**Consignes**
a) Les affirmations suivantes concordent-elles avec le récit sur l’UTMB ? Pour chacune, répondez par oui ou par non et citez mot pour mot les termes du texte qui tranchent. (i) La Courmayeur-Champex-Chamonix de 2006 a été bouclée en 14h41. (ii) Le Raid Montpellier-Valencia se court sur dix jours. (iii) Après les tendinites, l’objectif de temps pour l’UTMB passe de 29h à 33h.
b) Pouvez-vous poursuivre le récit sur l’UTMB à partir de la dernière phrase donnée ?

**Texte fourni**
---

L’UTMB, c’est la course mythique chez les UFO. Seulement, moi, elle ne m’attire guère. En 2004, je sais à peine ce que cet acronyme signifie. Il faut dire que je suis tout récent chez les UFO, et presque aussi jeune en course à pied (premiers pas en juin 2003). En 2005 je boycotte cet événement qui attire selon moi trop de monde, et s’éloigne des fondements du trail et de la course nature. On se retrouve là dans une démesure peu propice à trouver tout ce que cherche habituellement le traileur, et moi en particulier. Puis en août 2006, un peu par hasard, je me retrouve au départ de la Courmayeur-Champex-Chamonix, le « semi-UTMB ». Sans préparation spécifique, je prends beaucoup de plaisir sur ce trail, et finis dans un temps très correct de 14h41, en 75ème position (cette place est dûe principalement à un plateau peu relevé). Quelques jours après la course, je mets de côté l’aspect démesuré de l’UTMB, et je décide d’en faire mon objectif majeur de la saison 2007. 

Préparation avortée

 Mon plan est simple : penser UTMB d’avril à août, et axer ma saison sportive sur ce rendez-vous, en intégrant des ultra-trails, des offs en montagne, et en travaillant au maximum le dénivelé à l’entraînement. Seulement, à la mi-avril, on me propose de participer au Raid Montpellier-Valencia, 500km de course à pied sur huit jours début mai. J’accepte, le termine, mais reviens avec deux tendinites rotuliennes, qui m’obligent à couper l’entraînement pendant deux mois. Forcément, mes ambitions pour l’UTMB doivent être revues à la baisse, et je passe d’un objectif 29h à 33h, qui me paraissent réalistes vu mon peu d’entraînement. Mes genoux me font toujours souffrir dès que la sortie dépasse quelques heures, mes sorties longues se limitent à trois offs dans les semaines précédant l’épreuve, bref, je ne suis pas serein.

---

[Étiquettes des points d’objet]
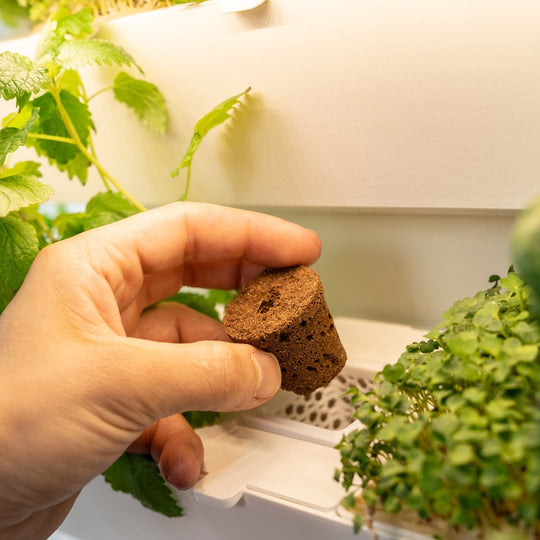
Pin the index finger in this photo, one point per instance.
(167, 237)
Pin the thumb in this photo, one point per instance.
(153, 379)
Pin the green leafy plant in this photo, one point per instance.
(52, 115)
(452, 430)
(38, 11)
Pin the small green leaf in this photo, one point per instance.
(19, 75)
(17, 191)
(19, 246)
(144, 99)
(215, 117)
(474, 395)
(463, 344)
(198, 419)
(68, 225)
(394, 372)
(461, 454)
(78, 53)
(15, 135)
(63, 24)
(138, 475)
(51, 123)
(105, 208)
(198, 302)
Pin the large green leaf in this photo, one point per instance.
(18, 191)
(138, 475)
(51, 123)
(78, 53)
(16, 133)
(19, 75)
(19, 246)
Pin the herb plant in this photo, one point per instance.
(452, 430)
(38, 11)
(52, 115)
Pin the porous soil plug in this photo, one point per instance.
(283, 311)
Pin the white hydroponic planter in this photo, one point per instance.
(355, 103)
(268, 472)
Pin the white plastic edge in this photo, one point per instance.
(233, 6)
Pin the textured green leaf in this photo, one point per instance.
(215, 117)
(15, 135)
(11, 12)
(19, 246)
(105, 208)
(19, 191)
(145, 99)
(138, 475)
(77, 25)
(198, 302)
(198, 419)
(51, 123)
(78, 53)
(6, 294)
(63, 23)
(19, 75)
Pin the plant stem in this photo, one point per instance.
(88, 155)
(186, 191)
(56, 138)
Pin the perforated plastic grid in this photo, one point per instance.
(327, 407)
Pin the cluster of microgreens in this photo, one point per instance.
(52, 115)
(452, 430)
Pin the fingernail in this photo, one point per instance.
(269, 374)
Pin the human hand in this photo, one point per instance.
(87, 372)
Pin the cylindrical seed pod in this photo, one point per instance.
(283, 311)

---

**Corrigé**
a)
(i) Oui : « finis dans un temps très correct de 14h41 ».
(ii) Non : « 500km de course à pied sur huit jours ».
(iii) Oui : « je passe d’un objectif 29h à 33h ».

b)
 

Départ de Chamonix

 

Place du Triangle de l’Amitié, quelques minutes avant 18h30, j’attends avec impatience d’enfin m’élancer sur cette énorme boucle. Près de moi se tiennent des amis UFO, pressés d’en découdre eux aussi. Nous sommes mal placés, dans le milieu de la foule, loin des avants-postes. Ca va sans doute bouchonner pas mal. J’en ronchonne déjà. Un Italien à-côté de moi se signe, je le regarde bizarrement. Hé les gars, c’est une course hein, on ne part pas à la guerre ! Quelques blagues pourries fusent, des types se retournent avec leurs bâtons qui dépassent de leur sac et manquent éborgner leurs voisins… Tout ça ne me plait guère. Enfin, la musique démarre, et les coureurs de tête partent à toute allure. Pour nous, pas de risque de partir trop vite : il faut déjà attendre quelques secondes pour ne serait-ce que faire un pas, puis quelques minutes pour pouvoir courir. Et encore, ça ne dure pas longtemps : quelques mètres, puis l’on s’arrête, et ainsi de suite pendant deux ou trois kilomètres. Cool. Heureusement, le public est présent et égaie par ses bravos ce début de course qui me déplait franchement.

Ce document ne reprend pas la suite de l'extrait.